> **Reading passage**:
▶
In 1953, Cowan and Reines built a detector they dubbed "Herr Auge", "Mr. Eye" in German. They called the neutrino-searching experiment "Project Poltergeist", because of "the neutrino’s ghostly nature". A preliminary experiment was performed in 1953 at the Hanford Site in Washington state, but in late 1955 the experiment moved to the Savannah River Plant near Aiken, South Carolina. The Savannah River site had better shielding against cosmic rays. This shielded location was 11 m from the reactor and 12 m underground.

After months of data collection, the accumulated data showed about three neutrino interactions per hour in the detector. To be absolutely sure that they were seeing neutrino events from the detection scheme described above, Cowan and Reines shut down the reactor to show that there was a difference in the rate of detected events.

They had predicted a cross-section for the reaction to be about 6×10^-44 cm2 and their measured cross-section was 6.3×10^-44 cm2. The results were published in the July 20, 1956 issue of Science.

==Legacy==
Clyde Cowan died in 1974 at the age of 54. In 1995, Frederick Reines was honored with the Nobel Prize for his work on neutrino physics.
◀
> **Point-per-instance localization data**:
▶
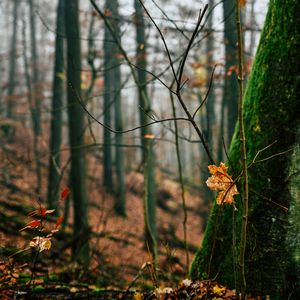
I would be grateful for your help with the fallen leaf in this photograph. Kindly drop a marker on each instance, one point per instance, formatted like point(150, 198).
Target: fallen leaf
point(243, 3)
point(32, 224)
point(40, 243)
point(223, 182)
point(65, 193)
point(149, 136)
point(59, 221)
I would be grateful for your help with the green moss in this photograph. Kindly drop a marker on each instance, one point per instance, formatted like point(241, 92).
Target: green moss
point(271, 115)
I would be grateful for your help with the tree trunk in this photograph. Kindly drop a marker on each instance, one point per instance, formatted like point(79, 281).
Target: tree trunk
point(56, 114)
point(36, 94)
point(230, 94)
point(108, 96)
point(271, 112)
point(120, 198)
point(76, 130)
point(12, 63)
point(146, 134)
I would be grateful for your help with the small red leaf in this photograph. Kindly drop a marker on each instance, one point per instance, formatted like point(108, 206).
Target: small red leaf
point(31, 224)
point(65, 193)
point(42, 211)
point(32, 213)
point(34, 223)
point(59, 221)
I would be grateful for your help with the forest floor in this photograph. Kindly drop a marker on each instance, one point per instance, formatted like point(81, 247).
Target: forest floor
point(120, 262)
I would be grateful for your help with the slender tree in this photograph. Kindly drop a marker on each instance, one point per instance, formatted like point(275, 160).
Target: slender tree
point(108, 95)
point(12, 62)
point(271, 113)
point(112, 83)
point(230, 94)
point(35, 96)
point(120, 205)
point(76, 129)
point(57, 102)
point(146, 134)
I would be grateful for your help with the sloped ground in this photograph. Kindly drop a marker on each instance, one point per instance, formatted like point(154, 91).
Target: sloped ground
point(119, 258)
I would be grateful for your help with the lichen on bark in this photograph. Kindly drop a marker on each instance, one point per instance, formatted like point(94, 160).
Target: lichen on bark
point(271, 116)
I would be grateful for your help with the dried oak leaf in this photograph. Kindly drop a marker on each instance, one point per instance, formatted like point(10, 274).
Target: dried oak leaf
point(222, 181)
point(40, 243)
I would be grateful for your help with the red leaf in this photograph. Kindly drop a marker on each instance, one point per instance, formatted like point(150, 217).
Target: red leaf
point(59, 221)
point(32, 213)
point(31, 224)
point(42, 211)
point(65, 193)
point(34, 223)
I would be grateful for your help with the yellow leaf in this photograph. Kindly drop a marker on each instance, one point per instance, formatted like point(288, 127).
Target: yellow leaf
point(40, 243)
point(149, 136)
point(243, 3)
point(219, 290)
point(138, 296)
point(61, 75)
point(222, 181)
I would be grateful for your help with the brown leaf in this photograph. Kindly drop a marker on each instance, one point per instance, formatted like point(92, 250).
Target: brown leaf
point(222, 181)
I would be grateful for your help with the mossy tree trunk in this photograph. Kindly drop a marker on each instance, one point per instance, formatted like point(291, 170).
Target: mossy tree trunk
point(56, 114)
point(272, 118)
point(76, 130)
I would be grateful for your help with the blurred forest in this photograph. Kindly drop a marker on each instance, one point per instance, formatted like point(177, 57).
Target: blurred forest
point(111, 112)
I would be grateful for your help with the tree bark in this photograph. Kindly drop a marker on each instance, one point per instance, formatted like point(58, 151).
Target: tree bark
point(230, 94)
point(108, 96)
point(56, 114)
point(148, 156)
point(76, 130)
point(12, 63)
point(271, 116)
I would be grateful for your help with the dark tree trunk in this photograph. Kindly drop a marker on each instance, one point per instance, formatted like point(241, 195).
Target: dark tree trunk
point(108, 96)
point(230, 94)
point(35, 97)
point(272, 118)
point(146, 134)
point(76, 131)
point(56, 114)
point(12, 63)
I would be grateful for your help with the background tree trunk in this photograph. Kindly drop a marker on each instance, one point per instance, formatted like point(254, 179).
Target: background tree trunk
◀
Extend the passage about the Cowan and Reines neutrino experiment, starting after its final sentence.

The basic strategy of employing massive detectors, often water based, for neutrino research was exploited by several subsequent experiments, including the Irvine–Michigan–Brookhaven detector, Kamiokande and follow-up experiments, the Sudbury Neutrino Observatory and the Homestake Experiment. The Homestake Experiment is a contemporary experiment which detected neutrinos from nuclear fusion in the solar core. Observatories such as these detected neutrino bursts from supernova SN 1987A in 1987, the birth
of neutrino astronomy. Through observations of solar neutrinos, the Sudbury Neutrino Observatory was able to demonstrate the process of neutrino oscillation. Neutrino oscillation shows that neutrinos are not massless, a profound development in particle physics.